__Objective__: Repeat the lines starting with the one that contains "the black t-shirt?" and going on through the one that contains "210,181 -> 264,215", both included, with no changes.

__Data for the task__:

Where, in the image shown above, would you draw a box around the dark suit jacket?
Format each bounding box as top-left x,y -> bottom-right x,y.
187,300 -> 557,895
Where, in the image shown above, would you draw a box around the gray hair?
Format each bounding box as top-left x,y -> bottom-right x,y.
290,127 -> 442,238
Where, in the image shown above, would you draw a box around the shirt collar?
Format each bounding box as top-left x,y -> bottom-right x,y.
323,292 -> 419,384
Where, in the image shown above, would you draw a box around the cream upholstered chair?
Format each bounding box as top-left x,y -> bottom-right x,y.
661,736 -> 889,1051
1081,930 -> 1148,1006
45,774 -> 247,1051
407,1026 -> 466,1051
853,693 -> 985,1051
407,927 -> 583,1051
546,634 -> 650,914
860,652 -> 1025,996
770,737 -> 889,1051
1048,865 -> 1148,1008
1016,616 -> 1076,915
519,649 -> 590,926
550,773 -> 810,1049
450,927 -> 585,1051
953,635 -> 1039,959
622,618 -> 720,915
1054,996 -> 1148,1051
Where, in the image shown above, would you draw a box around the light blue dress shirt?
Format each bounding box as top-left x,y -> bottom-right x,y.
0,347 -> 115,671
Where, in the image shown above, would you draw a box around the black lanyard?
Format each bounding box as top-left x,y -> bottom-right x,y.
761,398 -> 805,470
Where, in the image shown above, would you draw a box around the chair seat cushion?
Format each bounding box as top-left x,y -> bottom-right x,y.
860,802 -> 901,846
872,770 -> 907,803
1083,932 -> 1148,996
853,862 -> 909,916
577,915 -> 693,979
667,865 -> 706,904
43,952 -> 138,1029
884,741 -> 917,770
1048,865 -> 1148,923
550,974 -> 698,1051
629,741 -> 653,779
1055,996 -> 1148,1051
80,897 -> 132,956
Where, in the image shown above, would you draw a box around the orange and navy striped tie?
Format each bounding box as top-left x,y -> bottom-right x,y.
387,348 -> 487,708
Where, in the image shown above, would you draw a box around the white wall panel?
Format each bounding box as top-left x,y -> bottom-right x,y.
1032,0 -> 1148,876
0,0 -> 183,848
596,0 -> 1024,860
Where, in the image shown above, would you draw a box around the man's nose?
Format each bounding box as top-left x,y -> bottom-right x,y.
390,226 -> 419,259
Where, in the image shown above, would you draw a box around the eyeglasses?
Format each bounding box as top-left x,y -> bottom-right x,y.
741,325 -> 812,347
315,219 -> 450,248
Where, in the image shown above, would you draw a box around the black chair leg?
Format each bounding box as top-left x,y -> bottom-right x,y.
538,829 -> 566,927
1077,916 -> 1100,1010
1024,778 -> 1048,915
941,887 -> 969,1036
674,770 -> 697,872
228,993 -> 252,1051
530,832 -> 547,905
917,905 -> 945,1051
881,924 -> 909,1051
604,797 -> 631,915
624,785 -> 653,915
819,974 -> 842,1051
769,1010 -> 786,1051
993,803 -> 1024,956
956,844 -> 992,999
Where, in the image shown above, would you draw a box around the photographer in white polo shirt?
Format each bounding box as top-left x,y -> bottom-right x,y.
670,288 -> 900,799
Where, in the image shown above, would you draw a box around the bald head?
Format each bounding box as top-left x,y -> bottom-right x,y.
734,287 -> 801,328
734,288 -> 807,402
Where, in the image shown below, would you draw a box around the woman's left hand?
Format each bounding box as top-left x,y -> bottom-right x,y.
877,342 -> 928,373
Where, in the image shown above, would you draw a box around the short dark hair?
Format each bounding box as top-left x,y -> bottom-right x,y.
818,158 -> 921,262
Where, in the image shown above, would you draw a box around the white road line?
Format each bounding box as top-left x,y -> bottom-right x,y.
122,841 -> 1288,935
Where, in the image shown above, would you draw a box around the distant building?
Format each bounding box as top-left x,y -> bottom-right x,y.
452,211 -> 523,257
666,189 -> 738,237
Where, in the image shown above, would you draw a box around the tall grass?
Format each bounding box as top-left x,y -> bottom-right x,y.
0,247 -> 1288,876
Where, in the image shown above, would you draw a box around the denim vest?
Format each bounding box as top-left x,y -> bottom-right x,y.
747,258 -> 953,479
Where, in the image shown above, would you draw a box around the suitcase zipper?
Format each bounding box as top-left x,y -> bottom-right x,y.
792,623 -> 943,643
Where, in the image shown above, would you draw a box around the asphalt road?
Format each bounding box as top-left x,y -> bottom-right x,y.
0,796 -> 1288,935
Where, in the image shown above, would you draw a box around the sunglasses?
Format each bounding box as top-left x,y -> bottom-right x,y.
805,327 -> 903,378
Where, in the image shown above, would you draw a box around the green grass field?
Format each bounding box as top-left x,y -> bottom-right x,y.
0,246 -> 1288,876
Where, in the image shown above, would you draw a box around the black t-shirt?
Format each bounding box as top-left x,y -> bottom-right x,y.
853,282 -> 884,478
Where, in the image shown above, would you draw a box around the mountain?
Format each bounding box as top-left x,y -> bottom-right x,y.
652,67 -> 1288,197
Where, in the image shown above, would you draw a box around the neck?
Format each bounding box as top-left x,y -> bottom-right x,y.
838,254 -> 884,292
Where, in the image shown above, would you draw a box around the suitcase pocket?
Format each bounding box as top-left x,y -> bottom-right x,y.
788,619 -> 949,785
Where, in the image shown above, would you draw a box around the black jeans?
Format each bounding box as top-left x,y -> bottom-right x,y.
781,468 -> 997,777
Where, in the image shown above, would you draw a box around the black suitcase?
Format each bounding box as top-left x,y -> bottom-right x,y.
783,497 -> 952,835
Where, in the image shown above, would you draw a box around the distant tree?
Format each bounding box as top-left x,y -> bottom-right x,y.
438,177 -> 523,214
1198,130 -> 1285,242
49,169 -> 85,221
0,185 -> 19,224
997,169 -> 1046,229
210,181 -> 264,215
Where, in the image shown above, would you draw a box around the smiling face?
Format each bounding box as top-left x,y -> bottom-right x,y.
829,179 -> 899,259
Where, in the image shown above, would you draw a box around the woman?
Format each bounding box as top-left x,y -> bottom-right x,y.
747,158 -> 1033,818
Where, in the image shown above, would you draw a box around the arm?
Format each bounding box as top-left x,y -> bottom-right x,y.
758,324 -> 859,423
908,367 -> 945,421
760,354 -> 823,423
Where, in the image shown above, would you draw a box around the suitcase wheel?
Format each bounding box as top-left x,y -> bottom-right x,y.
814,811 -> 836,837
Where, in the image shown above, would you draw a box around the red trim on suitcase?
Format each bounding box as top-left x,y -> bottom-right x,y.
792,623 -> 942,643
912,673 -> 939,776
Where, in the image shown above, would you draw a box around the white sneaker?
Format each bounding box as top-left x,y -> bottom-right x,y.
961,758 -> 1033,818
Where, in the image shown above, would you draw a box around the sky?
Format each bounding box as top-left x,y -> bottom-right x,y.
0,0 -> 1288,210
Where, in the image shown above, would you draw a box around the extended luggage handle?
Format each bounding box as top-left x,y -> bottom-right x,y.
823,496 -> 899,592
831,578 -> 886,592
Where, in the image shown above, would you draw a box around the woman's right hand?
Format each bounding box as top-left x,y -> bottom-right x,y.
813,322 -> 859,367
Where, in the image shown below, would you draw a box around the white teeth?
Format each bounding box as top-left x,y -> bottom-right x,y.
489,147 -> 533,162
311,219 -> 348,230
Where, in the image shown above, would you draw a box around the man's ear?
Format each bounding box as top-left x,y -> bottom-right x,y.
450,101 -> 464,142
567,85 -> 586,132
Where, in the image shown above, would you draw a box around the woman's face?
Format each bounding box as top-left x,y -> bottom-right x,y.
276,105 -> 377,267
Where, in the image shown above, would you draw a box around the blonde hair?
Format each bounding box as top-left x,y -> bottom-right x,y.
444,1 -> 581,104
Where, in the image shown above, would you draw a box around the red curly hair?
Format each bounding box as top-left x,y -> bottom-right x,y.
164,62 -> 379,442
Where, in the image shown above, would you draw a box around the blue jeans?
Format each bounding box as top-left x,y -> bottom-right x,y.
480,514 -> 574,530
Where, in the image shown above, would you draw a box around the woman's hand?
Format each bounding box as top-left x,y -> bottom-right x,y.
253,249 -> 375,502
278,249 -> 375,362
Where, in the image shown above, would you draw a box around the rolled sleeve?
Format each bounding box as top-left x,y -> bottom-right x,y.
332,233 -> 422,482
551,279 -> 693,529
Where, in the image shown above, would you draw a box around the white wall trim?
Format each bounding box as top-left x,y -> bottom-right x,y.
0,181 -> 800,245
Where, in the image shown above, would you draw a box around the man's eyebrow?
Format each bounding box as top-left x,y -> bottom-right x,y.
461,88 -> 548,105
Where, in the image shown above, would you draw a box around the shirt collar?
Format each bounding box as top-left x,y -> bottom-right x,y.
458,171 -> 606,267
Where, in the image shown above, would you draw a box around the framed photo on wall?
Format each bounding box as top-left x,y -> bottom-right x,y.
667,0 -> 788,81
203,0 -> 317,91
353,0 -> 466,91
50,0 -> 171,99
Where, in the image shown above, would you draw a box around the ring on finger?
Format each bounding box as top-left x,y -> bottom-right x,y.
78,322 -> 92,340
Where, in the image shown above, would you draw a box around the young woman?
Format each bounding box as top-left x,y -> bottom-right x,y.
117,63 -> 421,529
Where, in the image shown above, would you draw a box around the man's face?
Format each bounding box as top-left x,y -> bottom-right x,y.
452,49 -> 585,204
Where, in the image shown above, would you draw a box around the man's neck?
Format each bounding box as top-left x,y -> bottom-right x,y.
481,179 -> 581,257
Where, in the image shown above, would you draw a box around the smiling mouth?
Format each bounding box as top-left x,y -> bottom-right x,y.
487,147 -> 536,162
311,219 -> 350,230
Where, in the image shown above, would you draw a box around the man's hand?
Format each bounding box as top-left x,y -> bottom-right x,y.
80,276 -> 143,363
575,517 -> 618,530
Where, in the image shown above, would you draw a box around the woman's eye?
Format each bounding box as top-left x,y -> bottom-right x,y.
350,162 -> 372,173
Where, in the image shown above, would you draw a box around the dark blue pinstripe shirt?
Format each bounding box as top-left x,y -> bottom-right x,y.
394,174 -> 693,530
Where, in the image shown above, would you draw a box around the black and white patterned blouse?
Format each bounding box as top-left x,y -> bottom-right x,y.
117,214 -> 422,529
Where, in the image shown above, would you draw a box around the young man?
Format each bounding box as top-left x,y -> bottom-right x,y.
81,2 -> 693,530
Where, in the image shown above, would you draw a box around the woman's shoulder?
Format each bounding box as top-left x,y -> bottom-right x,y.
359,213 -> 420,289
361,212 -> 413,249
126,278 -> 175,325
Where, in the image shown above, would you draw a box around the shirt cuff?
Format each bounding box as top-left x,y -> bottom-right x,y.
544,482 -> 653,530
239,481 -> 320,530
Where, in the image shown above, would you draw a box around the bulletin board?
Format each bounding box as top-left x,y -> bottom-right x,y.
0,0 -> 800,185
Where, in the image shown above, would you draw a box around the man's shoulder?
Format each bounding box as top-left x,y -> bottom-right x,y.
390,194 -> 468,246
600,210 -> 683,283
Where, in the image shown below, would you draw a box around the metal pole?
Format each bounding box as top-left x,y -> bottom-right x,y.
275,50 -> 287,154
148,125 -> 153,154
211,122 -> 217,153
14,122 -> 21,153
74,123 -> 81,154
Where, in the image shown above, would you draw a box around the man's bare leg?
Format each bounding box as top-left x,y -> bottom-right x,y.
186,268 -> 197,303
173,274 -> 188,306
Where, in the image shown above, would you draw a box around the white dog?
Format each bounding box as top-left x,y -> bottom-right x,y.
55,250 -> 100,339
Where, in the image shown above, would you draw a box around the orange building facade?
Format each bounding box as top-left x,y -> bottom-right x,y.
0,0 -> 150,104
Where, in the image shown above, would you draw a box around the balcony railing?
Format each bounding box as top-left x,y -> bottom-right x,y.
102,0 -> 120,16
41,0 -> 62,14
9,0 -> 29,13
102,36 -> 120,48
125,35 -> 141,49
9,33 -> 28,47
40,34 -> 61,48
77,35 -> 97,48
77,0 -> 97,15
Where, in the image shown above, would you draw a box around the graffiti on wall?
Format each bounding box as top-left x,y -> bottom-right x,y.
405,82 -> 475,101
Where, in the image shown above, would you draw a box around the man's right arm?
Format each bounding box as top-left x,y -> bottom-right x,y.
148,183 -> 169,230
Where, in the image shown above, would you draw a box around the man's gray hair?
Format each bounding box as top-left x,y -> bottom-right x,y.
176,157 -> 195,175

__Answer to this problem__:
Where, in the image shown above, would you draw a box around the black t-shirt?
Format each bounding box as top-left x,y -> bottom-right x,y.
853,282 -> 884,478
Where, in the image shown above, would you draw a box around the mountain?
Format each bounding box as top-left x,y -> bottom-right x,y.
652,67 -> 1288,197
Where, in the image shown above, would you draw a box around the neck?
Format each bounding box as top-left x,y -> bottom-right x,y.
838,254 -> 884,292
Where, in the image shown above, would you draw a box around the suitcase pocket?
Format each bounding box as top-left x,y -> bottom-right x,y.
788,619 -> 949,785
Where, in the image shown above, would you draw a box around the black jeans?
Format each bounding box as top-left x,y -> bottom-right x,y.
781,468 -> 997,777
Where, in the image shown above, would you draw a box around the black suitcase?
Format each bounding box as top-left x,y -> bottom-right x,y.
783,497 -> 952,835
Where, in the image shown above, would you draw a box around the distant tree?
Format each bounding box as top-left x,y -> bottom-right x,y.
438,177 -> 523,214
1198,130 -> 1285,242
49,169 -> 85,221
0,185 -> 19,224
997,169 -> 1046,229
210,181 -> 264,215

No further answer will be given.